• WHAT IS NEEDED:
Please give, word for word, the line containing "Practice step: label each instance of the orange flower" and every line that comes after it in the data below.

• RECORDS SHOWN:
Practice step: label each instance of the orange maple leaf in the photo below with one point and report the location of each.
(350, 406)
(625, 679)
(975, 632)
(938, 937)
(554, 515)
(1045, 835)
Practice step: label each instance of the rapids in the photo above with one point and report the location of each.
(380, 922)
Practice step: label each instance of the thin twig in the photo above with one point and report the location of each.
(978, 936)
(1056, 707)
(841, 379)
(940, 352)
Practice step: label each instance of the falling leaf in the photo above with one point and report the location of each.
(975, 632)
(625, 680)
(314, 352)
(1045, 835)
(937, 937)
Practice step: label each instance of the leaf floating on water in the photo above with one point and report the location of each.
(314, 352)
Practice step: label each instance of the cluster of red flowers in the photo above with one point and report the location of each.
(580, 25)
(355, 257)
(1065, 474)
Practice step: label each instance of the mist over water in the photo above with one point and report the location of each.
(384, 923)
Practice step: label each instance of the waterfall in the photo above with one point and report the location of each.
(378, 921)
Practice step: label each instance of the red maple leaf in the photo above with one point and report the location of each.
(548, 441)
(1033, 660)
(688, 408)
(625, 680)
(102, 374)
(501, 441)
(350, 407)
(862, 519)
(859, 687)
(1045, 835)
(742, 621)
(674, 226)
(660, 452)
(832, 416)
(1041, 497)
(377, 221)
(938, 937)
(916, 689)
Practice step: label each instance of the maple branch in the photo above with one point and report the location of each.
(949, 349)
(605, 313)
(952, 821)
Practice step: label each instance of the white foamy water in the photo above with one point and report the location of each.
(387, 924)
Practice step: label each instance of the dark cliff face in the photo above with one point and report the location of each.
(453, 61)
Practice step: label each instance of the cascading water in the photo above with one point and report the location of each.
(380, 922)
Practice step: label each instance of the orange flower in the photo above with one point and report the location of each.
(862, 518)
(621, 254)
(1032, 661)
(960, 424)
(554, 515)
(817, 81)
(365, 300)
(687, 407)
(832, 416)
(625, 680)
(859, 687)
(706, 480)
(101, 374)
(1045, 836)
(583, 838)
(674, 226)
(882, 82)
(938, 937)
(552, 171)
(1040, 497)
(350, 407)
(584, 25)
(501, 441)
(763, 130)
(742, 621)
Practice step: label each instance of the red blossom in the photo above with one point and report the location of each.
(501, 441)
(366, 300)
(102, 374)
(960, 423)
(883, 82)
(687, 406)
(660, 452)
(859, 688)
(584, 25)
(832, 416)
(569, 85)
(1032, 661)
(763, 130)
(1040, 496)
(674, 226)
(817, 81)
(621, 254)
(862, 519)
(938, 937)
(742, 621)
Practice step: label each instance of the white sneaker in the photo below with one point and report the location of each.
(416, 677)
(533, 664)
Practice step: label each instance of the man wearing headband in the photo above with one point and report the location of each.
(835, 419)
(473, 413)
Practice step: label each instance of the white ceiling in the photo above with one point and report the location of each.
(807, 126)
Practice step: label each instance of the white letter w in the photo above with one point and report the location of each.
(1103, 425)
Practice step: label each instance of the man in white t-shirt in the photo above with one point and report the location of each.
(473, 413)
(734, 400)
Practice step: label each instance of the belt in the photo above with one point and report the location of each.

• SOLUTION TO THE EXERCISE:
Practice step: label each instance of the orange flower in the photo above with one point and report the location of each.
(862, 518)
(621, 254)
(1032, 661)
(960, 424)
(554, 515)
(817, 81)
(365, 300)
(687, 407)
(832, 416)
(625, 680)
(859, 687)
(706, 480)
(101, 374)
(1045, 836)
(583, 838)
(674, 226)
(882, 82)
(938, 937)
(552, 171)
(1040, 497)
(350, 407)
(584, 25)
(501, 441)
(763, 130)
(742, 621)
Practice step: label each instance of the red blossom in the photo above with one point and report the location of each.
(501, 441)
(366, 300)
(102, 374)
(960, 423)
(883, 82)
(687, 406)
(660, 452)
(859, 688)
(584, 25)
(832, 416)
(569, 85)
(1032, 661)
(763, 130)
(1040, 496)
(674, 226)
(817, 81)
(621, 254)
(862, 519)
(938, 937)
(742, 621)
Practice step: label each instance of the white sneaker in the photo below with one point and report the location of each.
(416, 677)
(533, 664)
Practice step: label each instance of the man wearing headband in the photo above with one point and report the location of each.
(835, 419)
(473, 413)
Practice step: label each instance of the white ceiling in the photo above with one point and report the location of each.
(807, 126)
Practice step: label each instance of the white letter w in the photo above with one point and report the location of each.
(1103, 425)
Practice step: label each instance of the man in white t-shirt in the photo above with one point and report the location of each.
(473, 413)
(734, 400)
Practice step: label each instance of the belt in the photo above with one point and report the location of each.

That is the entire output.